* _WHAT NEEDS TO BE DONE_: Convert the items below into a Markdown table with two columns, n and Line, giving every non-blank line its own numbered row.

* _PROVIDED DATA_:
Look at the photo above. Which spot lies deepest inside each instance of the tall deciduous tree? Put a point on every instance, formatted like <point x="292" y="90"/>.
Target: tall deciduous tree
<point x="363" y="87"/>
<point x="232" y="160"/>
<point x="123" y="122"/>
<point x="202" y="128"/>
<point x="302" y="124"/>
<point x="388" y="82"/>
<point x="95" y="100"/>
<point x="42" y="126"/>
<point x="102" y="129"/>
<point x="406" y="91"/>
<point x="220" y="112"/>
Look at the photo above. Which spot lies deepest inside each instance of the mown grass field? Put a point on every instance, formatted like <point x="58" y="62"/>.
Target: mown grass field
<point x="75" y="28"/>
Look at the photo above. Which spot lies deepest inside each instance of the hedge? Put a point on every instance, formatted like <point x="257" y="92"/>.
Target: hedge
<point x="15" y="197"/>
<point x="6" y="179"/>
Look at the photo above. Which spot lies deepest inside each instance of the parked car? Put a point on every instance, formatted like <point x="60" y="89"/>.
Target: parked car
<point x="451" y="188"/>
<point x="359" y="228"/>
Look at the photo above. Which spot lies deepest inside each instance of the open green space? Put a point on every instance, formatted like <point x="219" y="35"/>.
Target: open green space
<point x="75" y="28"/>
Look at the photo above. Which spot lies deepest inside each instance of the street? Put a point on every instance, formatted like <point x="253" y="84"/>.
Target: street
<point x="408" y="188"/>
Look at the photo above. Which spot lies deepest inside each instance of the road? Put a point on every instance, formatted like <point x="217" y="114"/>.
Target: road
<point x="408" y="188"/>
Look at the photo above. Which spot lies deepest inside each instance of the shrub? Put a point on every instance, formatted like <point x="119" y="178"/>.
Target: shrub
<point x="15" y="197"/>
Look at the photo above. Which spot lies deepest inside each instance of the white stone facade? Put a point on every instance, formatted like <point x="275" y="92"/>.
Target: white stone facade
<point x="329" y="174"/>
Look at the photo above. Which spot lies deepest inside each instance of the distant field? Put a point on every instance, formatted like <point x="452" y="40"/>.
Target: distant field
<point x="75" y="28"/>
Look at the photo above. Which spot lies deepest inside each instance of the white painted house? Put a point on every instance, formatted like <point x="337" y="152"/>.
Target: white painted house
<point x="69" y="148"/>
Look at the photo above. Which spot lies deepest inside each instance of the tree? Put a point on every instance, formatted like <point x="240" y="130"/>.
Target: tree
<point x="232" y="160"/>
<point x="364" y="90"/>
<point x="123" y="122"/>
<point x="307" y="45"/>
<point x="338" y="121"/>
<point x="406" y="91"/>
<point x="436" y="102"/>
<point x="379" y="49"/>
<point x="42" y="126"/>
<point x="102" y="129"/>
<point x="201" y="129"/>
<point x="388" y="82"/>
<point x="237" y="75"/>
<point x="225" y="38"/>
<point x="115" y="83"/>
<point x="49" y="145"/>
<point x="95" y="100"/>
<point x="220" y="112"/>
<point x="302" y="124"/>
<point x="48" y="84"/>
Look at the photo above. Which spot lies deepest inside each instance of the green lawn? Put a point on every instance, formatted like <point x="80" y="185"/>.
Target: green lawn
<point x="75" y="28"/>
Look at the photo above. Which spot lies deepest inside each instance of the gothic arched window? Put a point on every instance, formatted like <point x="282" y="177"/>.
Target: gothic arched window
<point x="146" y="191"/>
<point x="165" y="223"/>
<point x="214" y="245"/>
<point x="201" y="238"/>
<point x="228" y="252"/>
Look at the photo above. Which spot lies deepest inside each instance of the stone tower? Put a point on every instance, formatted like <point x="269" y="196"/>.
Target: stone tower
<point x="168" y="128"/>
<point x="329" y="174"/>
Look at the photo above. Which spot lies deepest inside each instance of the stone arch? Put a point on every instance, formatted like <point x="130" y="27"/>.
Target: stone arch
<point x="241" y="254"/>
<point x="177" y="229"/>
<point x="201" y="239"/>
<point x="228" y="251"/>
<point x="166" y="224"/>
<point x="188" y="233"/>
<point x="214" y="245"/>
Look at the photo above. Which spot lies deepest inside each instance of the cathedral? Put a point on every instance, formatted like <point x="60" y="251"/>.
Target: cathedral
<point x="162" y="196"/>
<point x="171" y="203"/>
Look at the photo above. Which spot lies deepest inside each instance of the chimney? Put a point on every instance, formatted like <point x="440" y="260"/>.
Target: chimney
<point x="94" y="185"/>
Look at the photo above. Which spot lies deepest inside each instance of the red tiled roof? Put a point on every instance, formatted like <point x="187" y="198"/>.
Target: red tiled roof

* _RIGHT ANSWER_:
| n | Line |
|---|---|
| 1 | Look at the photo above. Which spot lies deepest inside each instance of the tall deciduous tree? Put a point on every instance, formatted like <point x="292" y="90"/>. |
| 2 | Target: tall deciduous tree |
| 3 | <point x="363" y="87"/> |
| 4 | <point x="232" y="160"/> |
| 5 | <point x="123" y="122"/> |
| 6 | <point x="202" y="128"/> |
| 7 | <point x="302" y="124"/> |
| 8 | <point x="388" y="82"/> |
| 9 | <point x="95" y="100"/> |
| 10 | <point x="42" y="126"/> |
| 11 | <point x="102" y="129"/> |
| 12 | <point x="406" y="91"/> |
| 13 | <point x="220" y="112"/> |
| 14 | Look at the photo above. Which spot lies deepest inside each instance of the mown grass field? Put a point on every instance, formatted like <point x="58" y="62"/>. |
| 15 | Target: mown grass field |
| 16 | <point x="75" y="28"/> |
| 17 | Look at the photo above. Which spot lies deepest inside each instance of the hedge? Put a point on every instance, formatted like <point x="257" y="92"/>. |
| 18 | Target: hedge |
| 19 | <point x="15" y="197"/> |
| 20 | <point x="6" y="179"/> |
| 21 | Look at the photo above. Which spot lies deepest inside each instance of the parked car? Put a point on every instance, formatted like <point x="60" y="89"/>. |
| 22 | Target: parked car |
| 23 | <point x="451" y="188"/> |
| 24 | <point x="359" y="228"/> |
| 25 | Look at the photo above. Which spot lies deepest inside each instance of the open green space? Put a point on every instance, formatted like <point x="219" y="35"/>. |
| 26 | Target: open green space |
| 27 | <point x="75" y="28"/> |
| 28 | Look at the photo above. Which spot lies deepest inside each instance of the street? Put a point on every instance, formatted like <point x="253" y="84"/>. |
| 29 | Target: street |
| 30 | <point x="408" y="188"/> |
| 31 | Look at the photo above. Which spot lies deepest inside each instance of the road? Put a point on every instance, formatted like <point x="217" y="114"/>. |
| 32 | Target: road |
| 33 | <point x="408" y="188"/> |
| 34 | Look at the photo above. Which spot lies deepest inside each instance of the shrub? Put a point on every instance, formatted like <point x="119" y="178"/>. |
| 35 | Target: shrub |
| 36 | <point x="15" y="197"/> |
| 37 | Look at the photo above. Which spot lies deepest inside each instance of the white stone facade? Put a point on every instance, formatted like <point x="275" y="92"/>. |
| 38 | Target: white stone facade |
| 39 | <point x="329" y="174"/> |
| 40 | Look at the photo above. Which spot lies deepest inside each instance of the distant field? Put a point on every instance, formatted like <point x="452" y="40"/>. |
| 41 | Target: distant field |
| 42 | <point x="75" y="28"/> |
| 43 | Look at the photo above. Which spot lies deepest inside each instance of the white painted house? Put a point on every instance, formatted like <point x="337" y="152"/>. |
| 44 | Target: white painted house |
| 45 | <point x="69" y="148"/> |
| 46 | Look at the photo above. Which spot lies deepest inside each instance of the tree? Put a point on every instance, formatted like <point x="240" y="130"/>. |
| 47 | Target: tree |
| 48 | <point x="232" y="160"/> |
| 49 | <point x="364" y="90"/> |
| 50 | <point x="123" y="122"/> |
| 51 | <point x="307" y="45"/> |
| 52 | <point x="338" y="121"/> |
| 53 | <point x="406" y="91"/> |
| 54 | <point x="436" y="102"/> |
| 55 | <point x="379" y="49"/> |
| 56 | <point x="42" y="126"/> |
| 57 | <point x="102" y="129"/> |
| 58 | <point x="201" y="129"/> |
| 59 | <point x="388" y="82"/> |
| 60 | <point x="237" y="75"/> |
| 61 | <point x="225" y="38"/> |
| 62 | <point x="115" y="83"/> |
| 63 | <point x="49" y="145"/> |
| 64 | <point x="95" y="100"/> |
| 65 | <point x="220" y="112"/> |
| 66 | <point x="302" y="124"/> |
| 67 | <point x="48" y="84"/> |
| 68 | Look at the photo above. Which spot lies deepest inside each instance of the green lawn? Put a point on every instance, formatted like <point x="80" y="185"/>. |
| 69 | Target: green lawn |
| 70 | <point x="75" y="28"/> |
| 71 | Look at the photo above. Which spot lies deepest inside each instance of the gothic arched window? Put a point on every instance, formatted like <point x="282" y="177"/>. |
| 72 | Target: gothic arched window |
| 73 | <point x="146" y="191"/> |
| 74 | <point x="165" y="223"/> |
| 75 | <point x="214" y="245"/> |
| 76 | <point x="201" y="238"/> |
| 77 | <point x="228" y="252"/> |
| 78 | Look at the photo above. Which spot lies deepest inside each instance of the stone tower? Put a point on every instance, formatted like <point x="269" y="196"/>. |
| 79 | Target: stone tower |
| 80 | <point x="168" y="128"/> |
| 81 | <point x="329" y="174"/> |
| 82 | Look at the photo above. Which spot lies deepest inside each instance of the stone arch? Put a point on every instance, formatted like <point x="130" y="27"/>. |
| 83 | Target: stone arch |
| 84 | <point x="241" y="254"/> |
| 85 | <point x="177" y="229"/> |
| 86 | <point x="201" y="239"/> |
| 87 | <point x="228" y="251"/> |
| 88 | <point x="166" y="224"/> |
| 89 | <point x="188" y="233"/> |
| 90 | <point x="214" y="245"/> |
| 91 | Look at the photo above. Which spot lies deepest inside each instance of the cathedral? Put a point on every instance, formatted like <point x="60" y="251"/>. |
| 92 | Target: cathedral |
| 93 | <point x="162" y="196"/> |
| 94 | <point x="171" y="203"/> |
| 95 | Look at the photo above. Which spot lies deepest inside each instance of the chimney? Put a point on every instance, formatted like <point x="440" y="260"/>. |
| 96 | Target: chimney |
| 97 | <point x="94" y="185"/> |
| 98 | Look at the photo above. Which spot lies deepest inside each instance of the red tiled roof? Put a point on every instance, formatted like <point x="187" y="198"/>. |
| 99 | Target: red tiled roof |